Challenge a -
In two sentences, summarize the article below on training YOLOv2.
------ Quoted text ------
In this article, we will be going over all the steps required to install and train Joseph Redmon's YOLOv2 state of the art real-time object detection system. Its technological prowess is explained in detail in the paper YOLO9000: Better, Faster, Stronger and on the project website.
YOLOv2 is written for a Linux platform, but in this post we'll be looking at the Windows port by AlexeyAB, which can be found on this Darknet GitHub repository. All commands and steps described here can easily be reproduced on a Linux machine. While it is true AlexeyAB's GitHub page has a lot of documentation, I figured it would be worthwile to document a specific case study on how to train YOLOv2 to detect a custom object, and what tools I use to set up the entire environment.
The custom object we want to detect in this article is the NFPA 704 'fire diamond'.
The data set I composed for this article can be found here (19.4Mb).
To be able to follow all steps in this article, you'll need to have some software packages installed on your machine. I won't redo AlexeyAB's documentation, he lists the requirements very clearly.

Getting Darknet

Maybe an obvious step, but included for completeness sake. Clone the Darknet GitHub repository for the platform of your choosing. As I explained, I will mainly focus on a Windows based approach, so open up a Git bash and clone AlexeyAB's repository:
git clone https://github.com/AlexeyAB/darknet.git

Data annotation

We are training a computer vision algorithm, so naturally we'll need images that it can train on. Generally, about 300 different images per category are required to be able to train for a decent detection. These (19.4Mb) are the images I used, if you want to train for your own object you will have to compose your own training set.
------ Material for this exercise ------
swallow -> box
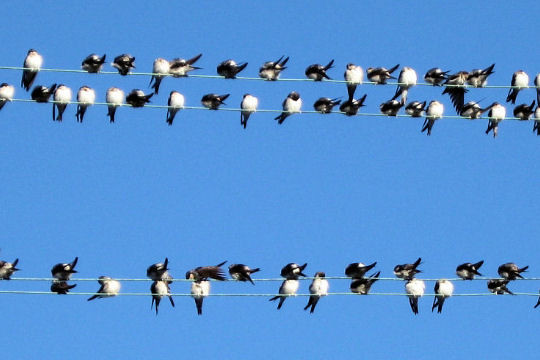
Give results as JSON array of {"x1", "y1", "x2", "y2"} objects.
[
  {"x1": 240, "y1": 94, "x2": 259, "y2": 129},
  {"x1": 53, "y1": 84, "x2": 72, "y2": 121},
  {"x1": 186, "y1": 261, "x2": 227, "y2": 281},
  {"x1": 366, "y1": 64, "x2": 399, "y2": 85},
  {"x1": 394, "y1": 258, "x2": 422, "y2": 280},
  {"x1": 87, "y1": 276, "x2": 122, "y2": 301},
  {"x1": 51, "y1": 257, "x2": 79, "y2": 281},
  {"x1": 81, "y1": 54, "x2": 106, "y2": 74},
  {"x1": 167, "y1": 91, "x2": 185, "y2": 125},
  {"x1": 30, "y1": 84, "x2": 56, "y2": 103},
  {"x1": 422, "y1": 100, "x2": 444, "y2": 136},
  {"x1": 0, "y1": 259, "x2": 21, "y2": 280},
  {"x1": 112, "y1": 54, "x2": 135, "y2": 76},
  {"x1": 497, "y1": 263, "x2": 529, "y2": 280},
  {"x1": 431, "y1": 279, "x2": 454, "y2": 314},
  {"x1": 405, "y1": 279, "x2": 426, "y2": 315},
  {"x1": 75, "y1": 85, "x2": 96, "y2": 122},
  {"x1": 280, "y1": 263, "x2": 307, "y2": 279},
  {"x1": 339, "y1": 94, "x2": 367, "y2": 116},
  {"x1": 126, "y1": 89, "x2": 154, "y2": 107},
  {"x1": 169, "y1": 54, "x2": 202, "y2": 77},
  {"x1": 488, "y1": 279, "x2": 514, "y2": 295},
  {"x1": 149, "y1": 58, "x2": 171, "y2": 95},
  {"x1": 150, "y1": 281, "x2": 174, "y2": 315},
  {"x1": 343, "y1": 63, "x2": 364, "y2": 100},
  {"x1": 467, "y1": 64, "x2": 495, "y2": 87},
  {"x1": 259, "y1": 56, "x2": 289, "y2": 81},
  {"x1": 424, "y1": 68, "x2": 450, "y2": 86},
  {"x1": 0, "y1": 83, "x2": 15, "y2": 110},
  {"x1": 274, "y1": 91, "x2": 302, "y2": 124},
  {"x1": 345, "y1": 261, "x2": 377, "y2": 279},
  {"x1": 229, "y1": 264, "x2": 261, "y2": 285},
  {"x1": 304, "y1": 271, "x2": 330, "y2": 314},
  {"x1": 514, "y1": 100, "x2": 536, "y2": 120},
  {"x1": 405, "y1": 101, "x2": 426, "y2": 117},
  {"x1": 269, "y1": 279, "x2": 300, "y2": 310},
  {"x1": 392, "y1": 66, "x2": 418, "y2": 104},
  {"x1": 350, "y1": 271, "x2": 381, "y2": 295},
  {"x1": 379, "y1": 98, "x2": 405, "y2": 116},
  {"x1": 506, "y1": 70, "x2": 536, "y2": 104},
  {"x1": 442, "y1": 71, "x2": 469, "y2": 114},
  {"x1": 106, "y1": 87, "x2": 124, "y2": 123},
  {"x1": 21, "y1": 49, "x2": 43, "y2": 91},
  {"x1": 313, "y1": 97, "x2": 341, "y2": 114},
  {"x1": 486, "y1": 102, "x2": 506, "y2": 137},
  {"x1": 456, "y1": 260, "x2": 484, "y2": 280}
]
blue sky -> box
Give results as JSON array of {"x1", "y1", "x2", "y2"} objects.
[{"x1": 0, "y1": 1, "x2": 540, "y2": 359}]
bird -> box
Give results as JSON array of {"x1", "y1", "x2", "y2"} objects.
[
  {"x1": 424, "y1": 68, "x2": 450, "y2": 86},
  {"x1": 149, "y1": 58, "x2": 171, "y2": 95},
  {"x1": 422, "y1": 100, "x2": 444, "y2": 136},
  {"x1": 51, "y1": 257, "x2": 79, "y2": 281},
  {"x1": 229, "y1": 264, "x2": 261, "y2": 285},
  {"x1": 488, "y1": 279, "x2": 514, "y2": 295},
  {"x1": 240, "y1": 94, "x2": 259, "y2": 129},
  {"x1": 313, "y1": 97, "x2": 341, "y2": 114},
  {"x1": 366, "y1": 64, "x2": 399, "y2": 85},
  {"x1": 259, "y1": 56, "x2": 289, "y2": 81},
  {"x1": 217, "y1": 59, "x2": 248, "y2": 79},
  {"x1": 81, "y1": 54, "x2": 106, "y2": 74},
  {"x1": 343, "y1": 63, "x2": 364, "y2": 100},
  {"x1": 514, "y1": 100, "x2": 536, "y2": 120},
  {"x1": 345, "y1": 261, "x2": 377, "y2": 279},
  {"x1": 442, "y1": 71, "x2": 469, "y2": 114},
  {"x1": 405, "y1": 101, "x2": 426, "y2": 117},
  {"x1": 106, "y1": 86, "x2": 124, "y2": 123},
  {"x1": 269, "y1": 278, "x2": 300, "y2": 310},
  {"x1": 112, "y1": 54, "x2": 135, "y2": 76},
  {"x1": 405, "y1": 279, "x2": 426, "y2": 315},
  {"x1": 350, "y1": 271, "x2": 381, "y2": 295},
  {"x1": 0, "y1": 259, "x2": 21, "y2": 280},
  {"x1": 506, "y1": 70, "x2": 536, "y2": 104},
  {"x1": 431, "y1": 279, "x2": 454, "y2": 314},
  {"x1": 394, "y1": 258, "x2": 422, "y2": 280},
  {"x1": 21, "y1": 49, "x2": 43, "y2": 91},
  {"x1": 0, "y1": 83, "x2": 15, "y2": 110},
  {"x1": 456, "y1": 260, "x2": 484, "y2": 280},
  {"x1": 53, "y1": 84, "x2": 72, "y2": 121},
  {"x1": 75, "y1": 85, "x2": 96, "y2": 122},
  {"x1": 304, "y1": 271, "x2": 330, "y2": 314},
  {"x1": 150, "y1": 280, "x2": 174, "y2": 315},
  {"x1": 306, "y1": 59, "x2": 334, "y2": 81},
  {"x1": 497, "y1": 263, "x2": 529, "y2": 280},
  {"x1": 87, "y1": 276, "x2": 121, "y2": 301},
  {"x1": 274, "y1": 91, "x2": 302, "y2": 124},
  {"x1": 339, "y1": 94, "x2": 367, "y2": 116},
  {"x1": 379, "y1": 98, "x2": 405, "y2": 116},
  {"x1": 467, "y1": 64, "x2": 495, "y2": 87},
  {"x1": 486, "y1": 102, "x2": 506, "y2": 137},
  {"x1": 30, "y1": 84, "x2": 56, "y2": 103},
  {"x1": 201, "y1": 94, "x2": 230, "y2": 110},
  {"x1": 186, "y1": 261, "x2": 227, "y2": 281},
  {"x1": 167, "y1": 90, "x2": 185, "y2": 125},
  {"x1": 169, "y1": 54, "x2": 202, "y2": 77},
  {"x1": 392, "y1": 66, "x2": 418, "y2": 104},
  {"x1": 126, "y1": 89, "x2": 154, "y2": 107}
]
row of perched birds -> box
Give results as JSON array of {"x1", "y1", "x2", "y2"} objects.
[
  {"x1": 0, "y1": 49, "x2": 540, "y2": 136},
  {"x1": 0, "y1": 257, "x2": 540, "y2": 315}
]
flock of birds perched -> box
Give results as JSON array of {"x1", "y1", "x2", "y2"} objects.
[
  {"x1": 0, "y1": 257, "x2": 540, "y2": 315},
  {"x1": 0, "y1": 49, "x2": 540, "y2": 137}
]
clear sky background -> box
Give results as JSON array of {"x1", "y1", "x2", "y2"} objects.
[{"x1": 0, "y1": 1, "x2": 540, "y2": 359}]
------
Challenge b -
Extract every line of the records above that contains the word "perched". Case counts.

Final answer a -
The article explains how to install YOLOv2, a real-time object detection system, and train it to detect a custom object, the NFPA 704 "fire diamond," using AlexeyAB's Windows port, with steps that can also be reproduced on Linux. It begins by cloning AlexeyAB's Darknet repository, then turns to data annotation, noting that about 300 different images per category are generally required for decent detection.

Final answer b -
row of perched birds -> box
flock of birds perched -> box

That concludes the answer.